*GIVEN TASK:* Quote the lines below word for word. Begin at the line that contains "If you could tag every instance of the red stool" and stop after the line that contains "point(73, 345)".

*RAW DATA:*

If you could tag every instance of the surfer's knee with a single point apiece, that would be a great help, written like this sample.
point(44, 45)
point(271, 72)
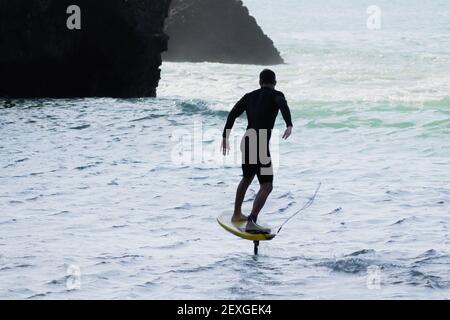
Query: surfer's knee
point(267, 187)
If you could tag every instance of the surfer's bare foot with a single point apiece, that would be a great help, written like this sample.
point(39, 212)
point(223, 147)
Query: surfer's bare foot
point(255, 228)
point(239, 218)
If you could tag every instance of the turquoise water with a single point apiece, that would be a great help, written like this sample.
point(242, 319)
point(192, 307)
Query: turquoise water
point(128, 190)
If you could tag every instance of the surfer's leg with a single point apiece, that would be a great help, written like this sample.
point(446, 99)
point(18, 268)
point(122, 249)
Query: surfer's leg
point(263, 193)
point(240, 195)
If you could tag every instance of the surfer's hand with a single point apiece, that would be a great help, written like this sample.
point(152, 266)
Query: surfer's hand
point(287, 133)
point(225, 146)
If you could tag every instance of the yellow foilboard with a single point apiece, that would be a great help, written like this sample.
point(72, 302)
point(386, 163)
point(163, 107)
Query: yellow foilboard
point(238, 229)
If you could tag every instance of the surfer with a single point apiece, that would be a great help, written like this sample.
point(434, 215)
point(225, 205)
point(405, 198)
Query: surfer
point(262, 107)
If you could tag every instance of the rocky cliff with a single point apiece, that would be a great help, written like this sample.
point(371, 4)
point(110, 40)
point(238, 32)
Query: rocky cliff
point(117, 51)
point(217, 31)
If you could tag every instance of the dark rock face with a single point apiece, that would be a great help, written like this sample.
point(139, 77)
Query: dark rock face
point(116, 53)
point(217, 31)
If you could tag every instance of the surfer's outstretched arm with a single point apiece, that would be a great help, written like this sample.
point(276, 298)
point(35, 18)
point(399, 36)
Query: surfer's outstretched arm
point(286, 113)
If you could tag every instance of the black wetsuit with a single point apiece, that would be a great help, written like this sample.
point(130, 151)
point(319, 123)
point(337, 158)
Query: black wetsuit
point(261, 107)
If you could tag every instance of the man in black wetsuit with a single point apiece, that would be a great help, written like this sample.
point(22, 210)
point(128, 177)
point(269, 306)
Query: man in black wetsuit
point(262, 107)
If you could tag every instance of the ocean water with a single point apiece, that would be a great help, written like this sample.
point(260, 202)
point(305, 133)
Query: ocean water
point(108, 198)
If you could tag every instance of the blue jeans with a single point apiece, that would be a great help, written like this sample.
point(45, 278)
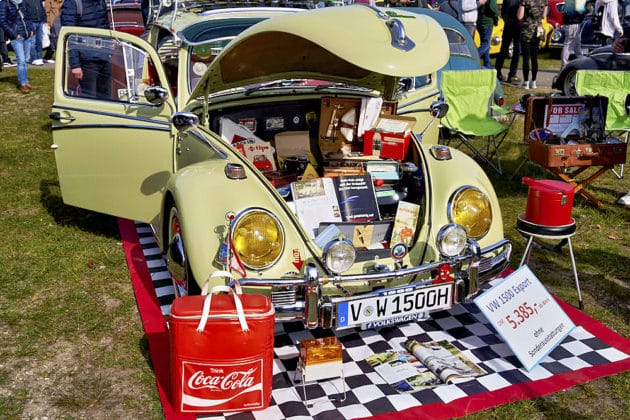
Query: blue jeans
point(36, 48)
point(22, 48)
point(485, 33)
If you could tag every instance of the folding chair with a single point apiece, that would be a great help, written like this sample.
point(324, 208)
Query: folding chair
point(615, 85)
point(469, 95)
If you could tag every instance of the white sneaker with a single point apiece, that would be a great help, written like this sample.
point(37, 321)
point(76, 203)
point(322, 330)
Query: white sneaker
point(625, 200)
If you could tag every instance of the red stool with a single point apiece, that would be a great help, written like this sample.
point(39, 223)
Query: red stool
point(548, 217)
point(546, 233)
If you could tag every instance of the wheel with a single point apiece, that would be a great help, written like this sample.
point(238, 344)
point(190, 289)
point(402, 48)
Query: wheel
point(568, 84)
point(177, 259)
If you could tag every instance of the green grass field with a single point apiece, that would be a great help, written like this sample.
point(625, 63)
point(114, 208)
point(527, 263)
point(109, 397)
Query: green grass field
point(73, 345)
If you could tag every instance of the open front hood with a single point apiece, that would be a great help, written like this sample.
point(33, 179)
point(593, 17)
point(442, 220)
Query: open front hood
point(357, 45)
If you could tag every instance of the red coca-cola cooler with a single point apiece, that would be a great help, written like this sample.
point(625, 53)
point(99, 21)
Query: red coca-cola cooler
point(549, 202)
point(221, 352)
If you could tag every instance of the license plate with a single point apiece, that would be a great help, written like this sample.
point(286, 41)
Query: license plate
point(401, 303)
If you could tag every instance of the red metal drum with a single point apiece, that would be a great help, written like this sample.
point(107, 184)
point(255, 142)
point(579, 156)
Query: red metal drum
point(228, 365)
point(549, 202)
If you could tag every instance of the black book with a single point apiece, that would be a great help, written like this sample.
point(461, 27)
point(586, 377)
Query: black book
point(357, 199)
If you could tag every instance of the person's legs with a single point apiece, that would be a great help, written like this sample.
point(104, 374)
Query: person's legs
point(516, 52)
point(485, 33)
point(19, 47)
point(525, 53)
point(571, 42)
point(36, 50)
point(533, 52)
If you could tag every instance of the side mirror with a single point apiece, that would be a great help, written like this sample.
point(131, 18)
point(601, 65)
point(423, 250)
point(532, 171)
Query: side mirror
point(156, 95)
point(438, 109)
point(184, 120)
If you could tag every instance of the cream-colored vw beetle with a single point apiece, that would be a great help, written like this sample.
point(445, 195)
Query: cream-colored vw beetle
point(183, 135)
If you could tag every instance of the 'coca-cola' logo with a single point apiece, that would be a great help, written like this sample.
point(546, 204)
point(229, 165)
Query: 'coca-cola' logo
point(239, 379)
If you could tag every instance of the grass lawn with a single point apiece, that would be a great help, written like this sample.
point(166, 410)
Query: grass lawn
point(72, 342)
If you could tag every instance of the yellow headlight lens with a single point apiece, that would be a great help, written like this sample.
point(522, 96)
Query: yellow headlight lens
point(471, 208)
point(258, 239)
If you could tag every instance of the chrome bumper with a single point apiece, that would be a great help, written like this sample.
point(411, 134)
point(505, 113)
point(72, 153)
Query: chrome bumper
point(475, 266)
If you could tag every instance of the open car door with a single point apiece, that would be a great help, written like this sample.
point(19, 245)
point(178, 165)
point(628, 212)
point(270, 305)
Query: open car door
point(113, 146)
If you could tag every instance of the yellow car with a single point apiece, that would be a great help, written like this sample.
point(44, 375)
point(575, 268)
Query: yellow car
point(172, 135)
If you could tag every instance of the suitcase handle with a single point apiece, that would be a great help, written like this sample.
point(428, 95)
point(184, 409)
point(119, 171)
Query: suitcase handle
point(222, 273)
point(205, 313)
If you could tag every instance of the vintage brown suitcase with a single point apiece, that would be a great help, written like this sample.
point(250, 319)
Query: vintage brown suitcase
point(557, 138)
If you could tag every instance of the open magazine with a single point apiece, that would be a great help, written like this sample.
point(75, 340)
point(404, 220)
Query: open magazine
point(423, 365)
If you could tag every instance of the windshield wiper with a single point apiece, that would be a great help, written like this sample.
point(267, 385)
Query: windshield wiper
point(274, 83)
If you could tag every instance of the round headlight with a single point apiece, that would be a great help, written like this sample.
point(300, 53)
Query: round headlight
point(339, 255)
point(258, 238)
point(471, 208)
point(451, 240)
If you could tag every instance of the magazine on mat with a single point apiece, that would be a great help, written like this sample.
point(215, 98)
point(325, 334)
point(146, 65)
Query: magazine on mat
point(423, 365)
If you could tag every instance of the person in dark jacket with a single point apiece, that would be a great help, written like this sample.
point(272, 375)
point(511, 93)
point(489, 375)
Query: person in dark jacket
point(15, 19)
point(38, 17)
point(487, 17)
point(511, 35)
point(91, 68)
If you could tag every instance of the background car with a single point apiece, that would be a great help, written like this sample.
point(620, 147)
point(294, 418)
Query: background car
point(462, 49)
point(166, 156)
point(601, 58)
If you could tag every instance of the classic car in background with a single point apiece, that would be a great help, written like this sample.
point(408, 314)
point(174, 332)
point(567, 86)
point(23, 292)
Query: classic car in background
point(162, 149)
point(591, 36)
point(462, 49)
point(602, 58)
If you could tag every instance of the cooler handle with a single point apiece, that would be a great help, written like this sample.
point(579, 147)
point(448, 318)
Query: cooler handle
point(222, 273)
point(205, 313)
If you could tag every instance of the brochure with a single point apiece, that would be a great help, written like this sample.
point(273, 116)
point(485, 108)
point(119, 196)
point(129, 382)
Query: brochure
point(423, 365)
point(357, 199)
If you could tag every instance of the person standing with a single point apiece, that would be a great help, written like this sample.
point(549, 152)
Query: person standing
point(38, 17)
point(530, 14)
point(4, 52)
point(15, 20)
point(487, 17)
point(611, 26)
point(53, 8)
point(511, 35)
point(91, 68)
point(572, 18)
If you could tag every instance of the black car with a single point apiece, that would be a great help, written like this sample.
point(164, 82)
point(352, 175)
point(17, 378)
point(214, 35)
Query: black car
point(602, 58)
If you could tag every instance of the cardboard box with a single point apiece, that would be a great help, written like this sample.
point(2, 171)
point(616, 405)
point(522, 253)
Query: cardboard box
point(390, 137)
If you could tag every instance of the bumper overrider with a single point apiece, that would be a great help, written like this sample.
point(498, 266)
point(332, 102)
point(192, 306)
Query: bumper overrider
point(303, 298)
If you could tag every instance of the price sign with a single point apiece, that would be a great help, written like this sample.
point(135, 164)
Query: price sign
point(526, 316)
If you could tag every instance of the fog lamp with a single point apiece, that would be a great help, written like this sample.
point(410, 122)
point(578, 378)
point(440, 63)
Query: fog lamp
point(339, 255)
point(451, 240)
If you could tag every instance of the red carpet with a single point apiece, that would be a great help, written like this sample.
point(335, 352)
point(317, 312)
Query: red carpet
point(157, 334)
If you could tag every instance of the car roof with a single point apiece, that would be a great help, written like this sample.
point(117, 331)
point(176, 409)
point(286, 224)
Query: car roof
point(357, 45)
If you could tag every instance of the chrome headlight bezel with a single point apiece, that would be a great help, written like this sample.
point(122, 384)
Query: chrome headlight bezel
point(451, 240)
point(241, 218)
point(481, 227)
point(336, 249)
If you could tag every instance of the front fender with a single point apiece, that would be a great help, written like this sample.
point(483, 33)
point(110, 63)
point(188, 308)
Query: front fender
point(204, 195)
point(445, 177)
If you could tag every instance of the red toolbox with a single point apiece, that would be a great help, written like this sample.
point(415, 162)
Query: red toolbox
point(221, 352)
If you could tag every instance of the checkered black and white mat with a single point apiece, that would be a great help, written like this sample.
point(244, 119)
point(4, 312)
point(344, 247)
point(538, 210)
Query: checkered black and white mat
point(367, 394)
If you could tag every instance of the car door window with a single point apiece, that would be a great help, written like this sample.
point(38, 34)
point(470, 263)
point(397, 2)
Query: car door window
point(111, 69)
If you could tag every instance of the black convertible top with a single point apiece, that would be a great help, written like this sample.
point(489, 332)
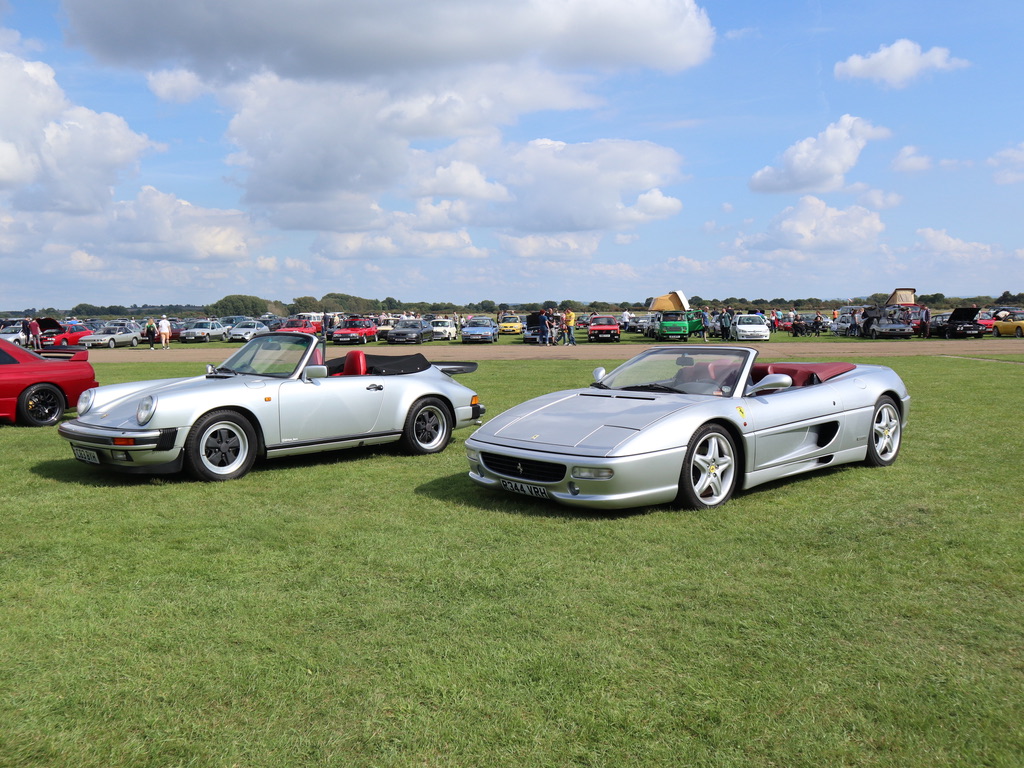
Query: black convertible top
point(384, 365)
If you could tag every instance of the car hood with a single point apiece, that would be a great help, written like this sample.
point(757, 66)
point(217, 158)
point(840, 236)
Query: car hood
point(116, 403)
point(588, 420)
point(964, 314)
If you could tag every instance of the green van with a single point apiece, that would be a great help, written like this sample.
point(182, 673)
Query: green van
point(677, 324)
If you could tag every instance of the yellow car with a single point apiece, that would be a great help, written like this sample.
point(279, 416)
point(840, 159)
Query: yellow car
point(1011, 325)
point(510, 324)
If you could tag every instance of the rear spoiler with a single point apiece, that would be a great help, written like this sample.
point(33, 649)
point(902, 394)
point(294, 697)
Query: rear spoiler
point(74, 352)
point(453, 369)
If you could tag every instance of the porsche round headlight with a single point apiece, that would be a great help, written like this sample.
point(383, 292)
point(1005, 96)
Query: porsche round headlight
point(85, 401)
point(146, 408)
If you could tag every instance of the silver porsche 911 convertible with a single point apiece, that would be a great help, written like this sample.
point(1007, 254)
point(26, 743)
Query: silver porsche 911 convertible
point(274, 396)
point(690, 427)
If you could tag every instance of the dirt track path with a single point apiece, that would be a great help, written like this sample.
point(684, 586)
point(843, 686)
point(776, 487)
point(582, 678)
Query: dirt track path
point(778, 348)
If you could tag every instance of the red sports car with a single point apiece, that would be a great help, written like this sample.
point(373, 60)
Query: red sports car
point(300, 326)
point(37, 387)
point(56, 335)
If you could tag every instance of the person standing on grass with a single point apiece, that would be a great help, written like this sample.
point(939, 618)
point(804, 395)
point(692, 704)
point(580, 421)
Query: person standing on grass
point(164, 329)
point(569, 318)
point(725, 321)
point(151, 332)
point(35, 335)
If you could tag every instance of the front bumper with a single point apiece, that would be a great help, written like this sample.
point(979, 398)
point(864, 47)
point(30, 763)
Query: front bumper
point(637, 480)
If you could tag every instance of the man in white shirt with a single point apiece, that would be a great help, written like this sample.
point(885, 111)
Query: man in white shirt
point(164, 329)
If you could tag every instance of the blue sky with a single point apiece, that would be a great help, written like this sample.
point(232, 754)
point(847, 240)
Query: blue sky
point(529, 151)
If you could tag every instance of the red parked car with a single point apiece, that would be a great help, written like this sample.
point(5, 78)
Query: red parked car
point(56, 335)
point(37, 387)
point(299, 325)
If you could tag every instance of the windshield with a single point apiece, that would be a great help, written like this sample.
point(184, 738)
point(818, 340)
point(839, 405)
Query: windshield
point(270, 355)
point(712, 372)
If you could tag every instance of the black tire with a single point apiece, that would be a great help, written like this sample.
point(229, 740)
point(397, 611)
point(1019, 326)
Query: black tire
point(711, 470)
point(221, 445)
point(428, 427)
point(40, 406)
point(886, 435)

*COMPLETED EXERCISE:*
If you could tag every instance of the red stool with a single point apiece, that would be a great help, written like this sample.
point(39, 223)
Query: red stool
point(548, 217)
point(546, 233)
If you could tag every instance of the wheel with a single point apiece, that would be a great help, written like this sample.
point(238, 344)
point(190, 289)
point(402, 48)
Query: wheel
point(568, 84)
point(177, 259)
If you could tag every instance of the green grass field with a single point apiece, that would be a great help, written like this sample.
point(625, 63)
point(114, 208)
point(527, 263)
point(109, 397)
Query: green grass field
point(73, 345)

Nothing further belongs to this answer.